> To-do list:
**1.** Translate this sentence from the Taiwan chronicle below into Spanish: "Everyone seems to be well-fed and all are busy."
**2.** For each statement, say yes or no according to the Taiwan chronicle below, and quote the words that decide it. (a) The General Assembly vote to shelve the seating question was 48 to 27. (b) Peale spent two weeks in Taiwan. (c) Madame Labin's visit to Taiwan lasted ten days.
**3.** Go on with the Taiwan chronicle below, picking up after its last sentence.

> Passage shown:
Robert Mathew and John Hill, members of the British Parliament, left Taiwan after a two-week observation trip. They spoke highly of Taiwan's agricultural development and said they were especially impressed by the land reform program and the living standard on Taiwan which they termed as "certainly higher" than that on the Communist-held Chinese mainland.

24 President Chiang Kai-shek's book "Soviet Russia in China" was airdropped over various Chinese mainland provinces by CAF planes.

The United Nations General Assembly decided to shelve for another year the question of seating the puppet Peiping regime in the United Nations by a vote of 48 to 27 with 6 abstentions. Addressing the Assembly before the vote, Dr. T. F. Tsiang said in part:

The Communist regime on the main­land of my country is a passing regime. It cannot endure and will not endure… Communism in my country has reached the beginning of its end. The recent events in Hungary have strengthened the determination of the Chinese people to revolt. At such a stage of development the United Nations should not allow itself to be exploited for the purpose of strengthening the tottering tyranny on the mainland of my country.

Dr. Norman Vincent Peale, a leading American Protestant clergyman returning to the United States after a three-month visit in Taiwan, urged the American government to give "even stronger" support to President and Madame Chiang Kai-shek because, he said, "they are the most consistent and effective opponents of Communism on earth." Free China, he added, is rapidly assuming the characteristics of, a gem of a democracy. Describing his impressions of Taiwan, Peale said: "Instead of discouragement I found everyone seemingly happy from top leaders to the average man in the street. I saw no beggars on streets or roadways. Everyone seems to be well-fed and all are busy. Shops are filled with excellent merchandise. The economy is a rising one." Peale concluded that Taiwan impressed him with amazing spiritual vitality and "my visit convinced me that the person who writes Taiwan off is incredibly unrealistic. It is a symbol of hope."

25 Madame Labin said after a 10-day visit in Taiwan that she found living conditions here decidedly better than those in other Asian countries which she had visited. "I have specially admired the cleverness and humanity of your land reform," she added. "It bears the most vivid contrast to the dullness and ruthlessness of the farm collectivization in Red China."

> Raw data:
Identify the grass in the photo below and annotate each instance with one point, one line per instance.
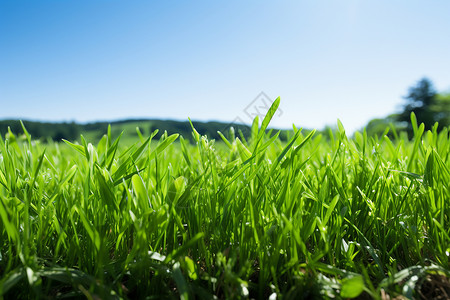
(315, 217)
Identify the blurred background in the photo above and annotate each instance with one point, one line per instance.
(80, 62)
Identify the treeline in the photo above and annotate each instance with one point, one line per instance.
(43, 130)
(71, 131)
(430, 107)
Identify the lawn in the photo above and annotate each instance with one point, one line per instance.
(318, 216)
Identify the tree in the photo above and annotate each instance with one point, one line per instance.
(441, 109)
(420, 100)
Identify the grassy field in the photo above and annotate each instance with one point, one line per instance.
(315, 217)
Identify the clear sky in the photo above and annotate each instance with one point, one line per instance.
(87, 60)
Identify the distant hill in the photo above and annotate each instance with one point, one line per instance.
(94, 131)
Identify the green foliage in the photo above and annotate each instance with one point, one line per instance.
(252, 217)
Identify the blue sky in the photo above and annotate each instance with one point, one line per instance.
(105, 60)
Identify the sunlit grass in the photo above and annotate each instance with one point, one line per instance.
(317, 216)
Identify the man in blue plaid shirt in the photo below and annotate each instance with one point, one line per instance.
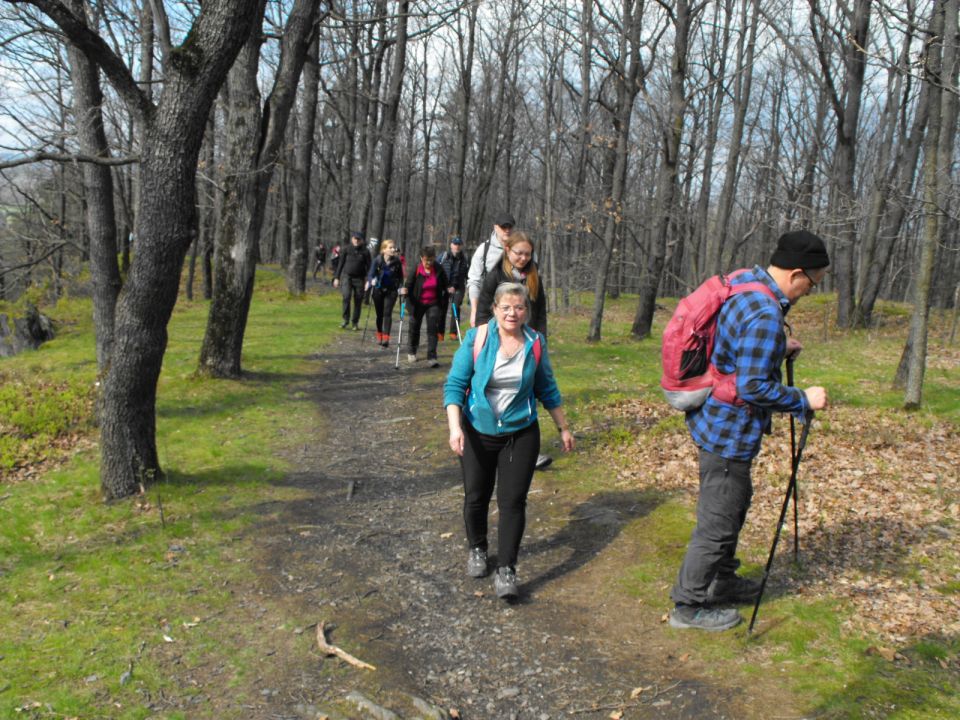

> Task-by-task answers:
**1.** Todos parecen estar bien alimentados y todos están ocupados.

**2.**
(a) Yes: "by a vote of 48 to 27 with 6 abstentions"
(b) No: "after a three-month visit in Taiwan"
(c) Yes: "after a 10-day visit in Taiwan"

**3.**
The Chinese Communist New China News Agency reported that according to figures released by the Communist public security ministry, from June 1955 to December 1956, over 81,000 persons were found engaging in anti-Communist activities in Communist government agencies, schools, government­ operated enterprises as well as in Red military establishments while 1,300,000 persons were classified as political unreliable.

Louis Jacquinot, member of the French National Assembly, accompanied by Madame Jacquinot, arrived in Taiwan for a two-day visit in the course of his Southeast Asian tour.

26 The Council of the Asian People's Anti-Communist League opened its first three-day meeting in Taipei with a pledge to "unify all the free nations of Asia, Africa, Europe and the Americas against the evil forces of Communism." The meeting was presided over by Ku Cheng-kang, chairman of the China Chapter of the APACL.

In a policy speech before the General Assembly, Dr. Hu Shih paid tribute to the Hungarian freedom fighters and said the Hungarian event has given rise to two im­portant anti-Communist movements on the Chinese mainland. One of these, he said, has been the nation-wide outbreak of anti­ Communist movements among students in universities, colleges and middle schools, and the other, the outspoken criticism and attack on the Communist party by intellectuals. Like the Hungarian regime last October, Hu said, the Chinese Communist regime in 1957 also found itself deserted by the youth of the nation and opposed by the intelligentsia.

28 The Council of the Asian People's Anti-Communist League concluded its three-day conference in Taipei by adopting a resolution agreeing to co-sponsor a world anti-Communist conference in 1958 and a nine­-point program of action to further its anti-Communist movement.

General Otto P. Weyland, U. S. Tactical Air Commander, flew in for a three-day visit.

29 The U. S. Committee of One Million published in the New York Times under the title "The Case Against Red China" excerpts from a statement by Walter S. Robertson, US Assistant Secretary of State for Far Eastern Affairs. After elaborating on why Communist China was ineligible for U. N. membership, Robertson said the Government of the Republic of China on Taiwan stands as a living refutation of the Chinese Communists' claim that their regime is the government entitled to represent China.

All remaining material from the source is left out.